MATERIAL PROVIDED -
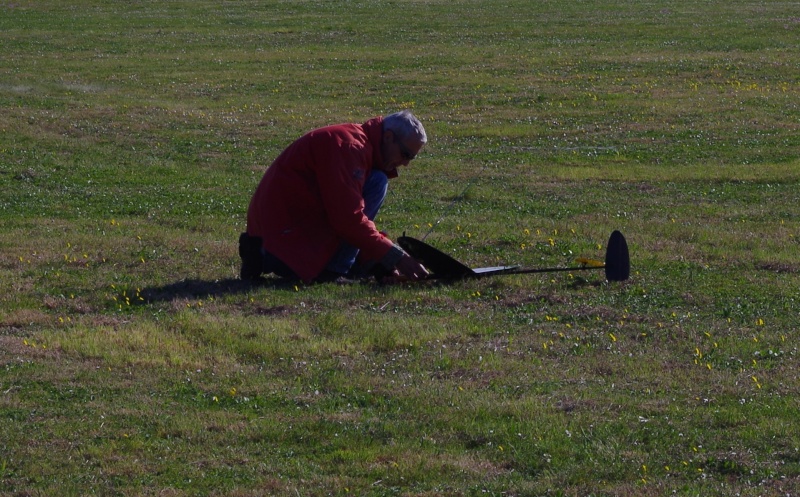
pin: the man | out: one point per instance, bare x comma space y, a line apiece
312, 213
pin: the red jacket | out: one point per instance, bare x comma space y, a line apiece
309, 200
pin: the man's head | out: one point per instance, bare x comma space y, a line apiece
403, 138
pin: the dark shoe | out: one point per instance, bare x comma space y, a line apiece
250, 253
333, 277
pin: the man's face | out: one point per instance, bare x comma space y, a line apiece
397, 152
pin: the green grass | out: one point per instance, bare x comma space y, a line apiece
132, 362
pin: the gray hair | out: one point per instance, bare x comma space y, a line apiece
403, 124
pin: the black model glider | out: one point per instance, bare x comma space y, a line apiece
617, 263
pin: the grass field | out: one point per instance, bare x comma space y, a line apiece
132, 361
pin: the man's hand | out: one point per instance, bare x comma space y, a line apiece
409, 269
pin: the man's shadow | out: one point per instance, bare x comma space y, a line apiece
194, 288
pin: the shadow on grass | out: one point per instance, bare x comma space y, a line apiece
202, 288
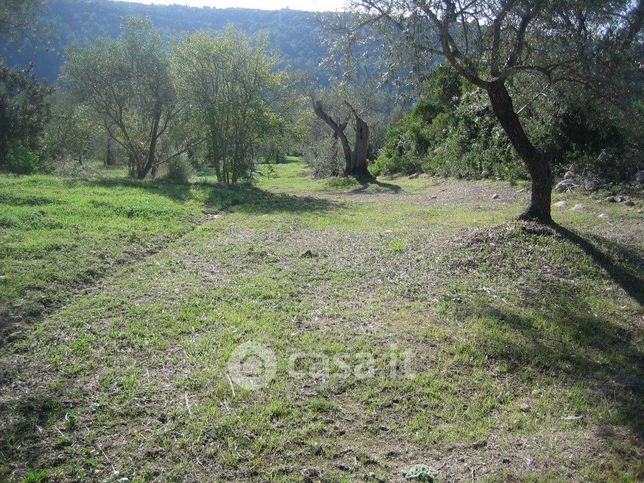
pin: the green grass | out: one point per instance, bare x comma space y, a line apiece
524, 344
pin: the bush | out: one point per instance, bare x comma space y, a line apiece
179, 170
22, 160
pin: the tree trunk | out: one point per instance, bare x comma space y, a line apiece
147, 165
537, 162
338, 131
110, 159
360, 148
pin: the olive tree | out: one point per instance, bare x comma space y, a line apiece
498, 44
234, 91
127, 81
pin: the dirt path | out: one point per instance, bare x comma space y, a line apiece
401, 330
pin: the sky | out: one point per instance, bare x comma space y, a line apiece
308, 5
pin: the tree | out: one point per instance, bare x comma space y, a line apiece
24, 110
496, 44
355, 156
234, 91
127, 82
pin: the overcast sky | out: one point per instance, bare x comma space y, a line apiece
309, 5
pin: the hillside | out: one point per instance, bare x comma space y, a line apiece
292, 33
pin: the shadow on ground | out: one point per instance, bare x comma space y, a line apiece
244, 197
559, 329
624, 265
368, 182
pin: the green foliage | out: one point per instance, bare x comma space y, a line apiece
22, 160
235, 94
178, 170
127, 83
24, 110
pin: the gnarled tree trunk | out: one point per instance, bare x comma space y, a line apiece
356, 159
538, 162
338, 132
360, 148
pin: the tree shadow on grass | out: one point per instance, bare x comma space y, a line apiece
625, 267
555, 331
250, 199
367, 182
244, 197
23, 420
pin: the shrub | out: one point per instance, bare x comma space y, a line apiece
22, 160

WHAT YOU WILL DO -
Could you put every line of the material, from the line containing "pin: the tree |" through the final line above (both ends included), into a JSON list of strings, with one string per line and blank lines omitted?

COMPLETE ANSWER -
[
  "pin: the tree | out: one point per instance, bare x comma space y, a line apiece",
  "24, 110",
  "496, 44",
  "355, 156",
  "234, 91",
  "127, 82",
  "pin: the overcast sky | out: one point per instance, bare x comma space y, a line apiece",
  "309, 5",
  "pin: the hillside | out: one point per instance, bare x comma space y, a line apiece",
  "292, 33",
  "pin: the shadow on ground | out: one point per instance, bare x comma space y, a line apiece",
  "244, 197",
  "559, 329",
  "624, 265",
  "368, 182",
  "pin: the green foliage | out: one point per instance, bare x comma space y, a line apiece",
  "22, 160",
  "235, 94",
  "178, 170",
  "127, 83",
  "24, 110",
  "pin: the gnarled tree trunk | out: one point per instance, bare x comma space y, a line apiece",
  "356, 159",
  "538, 162",
  "338, 132",
  "360, 148",
  "pin: the tree shadow on grass | out: one point per instance, bare x comma space y, a line apiece",
  "625, 267",
  "555, 331",
  "250, 199",
  "367, 182",
  "244, 197",
  "23, 420",
  "pin: the shrub | out: one point per instance, bare x comma space y, a line apiece",
  "22, 160"
]